ПравдаИнформ: Напечатать статью

Место и время

Дата: 06.02.2015 14:01

Когда мироустройство становится предметом интереса психиатра, философу не остается ничего иного, как выйти из потока и найти убежище там, где берут истоки всех программных сбоев повседневности, а каждый такой сбой происходит в каком-то месте и в некий отрезок времени.

Сами же «место» и «время» не всегда есть. Эти два аспекта реальности, как полагал Аристотель, и как их заново открыла наука, еще не обладают присутствием там, где чистая энергия впервые пробует стать движением.

Ученые ассоциируют этот уровень (четвертый от нашего бытийного уровня, по Аристотелю) с квантовой пеной, где о событиях еще нельзя с уверенностью сказать, что они «имеют место в какое-то время». Они, эти квантовые события, скорее «вероятны», чем «есть».

миссионеры

Задолго до Обамы. Роджер Вильямс, миссионер и сторонник «честного» ведения дел с индейцами, покупает остров Род-Айленд за вероятность посмертного спасения душ продавцов.

Здравомыслие отказывается принимать «вероятное» за «имеющееся», особенно, в качестве платежного средства, однако, именно это невозможное и нездравое происходит повсеместно, более того считается здоровьем и нормой.

——————

» **Задание**
Назовите всех людей, которые упомянуты по имени в тексте о месте и времени. Записи для работы не понадобятся.

——————

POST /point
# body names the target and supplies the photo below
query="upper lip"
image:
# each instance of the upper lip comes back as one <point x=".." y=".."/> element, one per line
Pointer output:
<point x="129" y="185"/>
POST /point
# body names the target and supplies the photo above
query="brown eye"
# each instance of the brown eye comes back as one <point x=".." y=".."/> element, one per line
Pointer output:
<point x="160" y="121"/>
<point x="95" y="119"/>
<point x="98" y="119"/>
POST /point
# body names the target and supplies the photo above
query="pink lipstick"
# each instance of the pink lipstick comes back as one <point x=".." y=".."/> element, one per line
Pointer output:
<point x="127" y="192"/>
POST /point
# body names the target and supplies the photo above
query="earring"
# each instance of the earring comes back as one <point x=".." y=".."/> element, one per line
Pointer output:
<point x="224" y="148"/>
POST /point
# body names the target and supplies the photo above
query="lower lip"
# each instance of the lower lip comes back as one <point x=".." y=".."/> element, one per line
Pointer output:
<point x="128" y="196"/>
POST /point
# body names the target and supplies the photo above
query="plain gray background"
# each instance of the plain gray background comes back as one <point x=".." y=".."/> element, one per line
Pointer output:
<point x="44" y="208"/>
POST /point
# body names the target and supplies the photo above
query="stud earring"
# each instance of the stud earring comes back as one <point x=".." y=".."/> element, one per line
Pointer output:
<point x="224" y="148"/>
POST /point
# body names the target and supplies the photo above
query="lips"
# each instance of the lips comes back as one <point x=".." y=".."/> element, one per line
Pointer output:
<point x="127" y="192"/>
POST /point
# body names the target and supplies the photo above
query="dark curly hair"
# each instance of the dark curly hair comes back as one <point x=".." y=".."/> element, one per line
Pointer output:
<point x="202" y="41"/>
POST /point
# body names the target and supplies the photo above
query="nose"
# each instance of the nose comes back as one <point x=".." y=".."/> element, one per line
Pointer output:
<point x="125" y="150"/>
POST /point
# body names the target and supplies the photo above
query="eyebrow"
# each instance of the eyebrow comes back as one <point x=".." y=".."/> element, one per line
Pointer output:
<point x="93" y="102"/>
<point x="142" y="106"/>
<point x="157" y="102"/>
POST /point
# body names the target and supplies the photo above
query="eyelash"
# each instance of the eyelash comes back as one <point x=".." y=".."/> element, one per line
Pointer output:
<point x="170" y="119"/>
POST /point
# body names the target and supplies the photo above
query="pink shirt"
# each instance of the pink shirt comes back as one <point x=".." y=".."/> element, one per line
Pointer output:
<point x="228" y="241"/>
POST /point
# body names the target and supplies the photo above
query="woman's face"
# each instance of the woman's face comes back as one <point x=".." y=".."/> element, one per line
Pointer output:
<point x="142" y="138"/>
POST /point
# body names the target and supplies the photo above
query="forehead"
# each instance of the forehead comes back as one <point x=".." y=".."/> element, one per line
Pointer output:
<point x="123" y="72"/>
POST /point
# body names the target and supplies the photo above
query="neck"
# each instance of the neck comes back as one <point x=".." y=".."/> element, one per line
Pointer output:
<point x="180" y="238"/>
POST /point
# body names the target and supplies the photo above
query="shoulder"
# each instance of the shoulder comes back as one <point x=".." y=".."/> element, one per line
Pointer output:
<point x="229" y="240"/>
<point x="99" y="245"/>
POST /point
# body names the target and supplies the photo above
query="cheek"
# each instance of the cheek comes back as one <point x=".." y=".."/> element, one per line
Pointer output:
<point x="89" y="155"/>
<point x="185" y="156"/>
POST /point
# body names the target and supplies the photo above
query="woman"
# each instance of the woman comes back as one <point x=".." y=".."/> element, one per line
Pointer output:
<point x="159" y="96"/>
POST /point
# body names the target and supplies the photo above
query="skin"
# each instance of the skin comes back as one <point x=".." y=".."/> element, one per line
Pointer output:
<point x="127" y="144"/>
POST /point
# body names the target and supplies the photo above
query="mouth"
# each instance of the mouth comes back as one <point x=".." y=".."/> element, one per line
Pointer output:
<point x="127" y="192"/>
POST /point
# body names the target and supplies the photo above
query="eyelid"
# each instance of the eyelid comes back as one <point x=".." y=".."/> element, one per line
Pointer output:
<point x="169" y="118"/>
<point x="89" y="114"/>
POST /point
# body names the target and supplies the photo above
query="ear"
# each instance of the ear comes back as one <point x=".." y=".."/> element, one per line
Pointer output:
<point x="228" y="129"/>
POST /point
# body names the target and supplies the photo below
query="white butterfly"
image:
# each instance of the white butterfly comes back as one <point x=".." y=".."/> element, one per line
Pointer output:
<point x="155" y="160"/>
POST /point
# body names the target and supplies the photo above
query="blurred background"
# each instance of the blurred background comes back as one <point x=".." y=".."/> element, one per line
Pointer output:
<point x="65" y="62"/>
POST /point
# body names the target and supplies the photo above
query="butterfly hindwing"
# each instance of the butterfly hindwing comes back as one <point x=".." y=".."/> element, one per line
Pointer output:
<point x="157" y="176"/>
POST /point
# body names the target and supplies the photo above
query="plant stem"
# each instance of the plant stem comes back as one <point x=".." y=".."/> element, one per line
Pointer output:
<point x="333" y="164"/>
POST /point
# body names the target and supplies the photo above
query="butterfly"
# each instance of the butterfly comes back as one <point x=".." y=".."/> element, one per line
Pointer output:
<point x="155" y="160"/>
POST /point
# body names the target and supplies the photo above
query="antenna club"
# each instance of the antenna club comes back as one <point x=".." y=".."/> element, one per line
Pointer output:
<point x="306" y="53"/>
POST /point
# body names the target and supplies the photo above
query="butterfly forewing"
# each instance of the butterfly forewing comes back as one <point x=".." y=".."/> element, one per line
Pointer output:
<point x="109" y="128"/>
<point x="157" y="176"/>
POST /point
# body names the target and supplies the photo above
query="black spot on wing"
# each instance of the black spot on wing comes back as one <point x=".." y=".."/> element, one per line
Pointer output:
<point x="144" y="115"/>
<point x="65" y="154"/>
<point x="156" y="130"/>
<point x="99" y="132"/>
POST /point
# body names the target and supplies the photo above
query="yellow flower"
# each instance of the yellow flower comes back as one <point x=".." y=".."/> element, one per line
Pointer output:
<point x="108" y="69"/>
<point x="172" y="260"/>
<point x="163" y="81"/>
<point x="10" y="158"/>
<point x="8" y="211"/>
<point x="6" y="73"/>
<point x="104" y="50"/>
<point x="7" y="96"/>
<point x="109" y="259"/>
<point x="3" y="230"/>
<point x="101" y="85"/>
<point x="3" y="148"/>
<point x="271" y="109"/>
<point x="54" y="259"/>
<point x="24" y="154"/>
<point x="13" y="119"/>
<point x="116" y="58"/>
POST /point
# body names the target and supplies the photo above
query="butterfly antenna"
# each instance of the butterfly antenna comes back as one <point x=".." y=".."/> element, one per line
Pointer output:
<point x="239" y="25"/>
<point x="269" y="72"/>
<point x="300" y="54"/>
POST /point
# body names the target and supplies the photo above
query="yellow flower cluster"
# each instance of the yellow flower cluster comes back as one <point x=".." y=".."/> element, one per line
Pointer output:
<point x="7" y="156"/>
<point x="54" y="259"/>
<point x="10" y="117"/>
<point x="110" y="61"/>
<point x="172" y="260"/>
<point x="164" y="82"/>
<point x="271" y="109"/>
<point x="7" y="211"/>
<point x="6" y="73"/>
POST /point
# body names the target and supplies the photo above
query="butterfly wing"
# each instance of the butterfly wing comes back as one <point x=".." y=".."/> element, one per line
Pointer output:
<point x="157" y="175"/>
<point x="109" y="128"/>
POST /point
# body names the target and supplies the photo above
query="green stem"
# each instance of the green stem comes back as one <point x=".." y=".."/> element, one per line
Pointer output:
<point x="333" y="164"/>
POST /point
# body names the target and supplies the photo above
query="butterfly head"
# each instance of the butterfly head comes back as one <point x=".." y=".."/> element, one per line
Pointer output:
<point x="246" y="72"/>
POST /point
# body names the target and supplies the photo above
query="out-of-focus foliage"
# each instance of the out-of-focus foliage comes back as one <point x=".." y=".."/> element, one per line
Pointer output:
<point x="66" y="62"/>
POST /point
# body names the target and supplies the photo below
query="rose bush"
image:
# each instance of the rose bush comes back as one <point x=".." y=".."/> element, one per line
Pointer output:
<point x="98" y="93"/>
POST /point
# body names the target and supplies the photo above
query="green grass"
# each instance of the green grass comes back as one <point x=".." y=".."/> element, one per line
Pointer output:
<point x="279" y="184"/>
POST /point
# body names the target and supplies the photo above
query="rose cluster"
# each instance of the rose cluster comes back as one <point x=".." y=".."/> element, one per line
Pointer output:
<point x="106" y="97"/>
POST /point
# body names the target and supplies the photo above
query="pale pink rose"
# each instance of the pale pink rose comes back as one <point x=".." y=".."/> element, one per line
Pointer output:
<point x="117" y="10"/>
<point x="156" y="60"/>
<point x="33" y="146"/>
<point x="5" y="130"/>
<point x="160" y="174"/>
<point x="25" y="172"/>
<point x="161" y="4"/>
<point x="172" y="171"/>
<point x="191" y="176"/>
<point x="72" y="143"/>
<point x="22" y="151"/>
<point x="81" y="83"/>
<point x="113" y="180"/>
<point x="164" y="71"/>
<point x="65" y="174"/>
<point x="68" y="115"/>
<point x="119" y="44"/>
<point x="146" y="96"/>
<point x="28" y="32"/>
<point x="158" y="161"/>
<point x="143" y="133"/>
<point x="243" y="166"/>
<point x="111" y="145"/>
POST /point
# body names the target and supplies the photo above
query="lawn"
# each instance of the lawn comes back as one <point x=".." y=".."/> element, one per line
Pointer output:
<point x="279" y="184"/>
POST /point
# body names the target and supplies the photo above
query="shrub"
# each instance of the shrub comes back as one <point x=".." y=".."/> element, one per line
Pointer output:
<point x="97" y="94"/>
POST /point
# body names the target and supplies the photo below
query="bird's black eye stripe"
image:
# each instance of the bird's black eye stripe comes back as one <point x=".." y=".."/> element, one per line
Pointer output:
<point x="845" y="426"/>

——————

» **Ответ**
Аристотель, Обама, Роджер Вильямс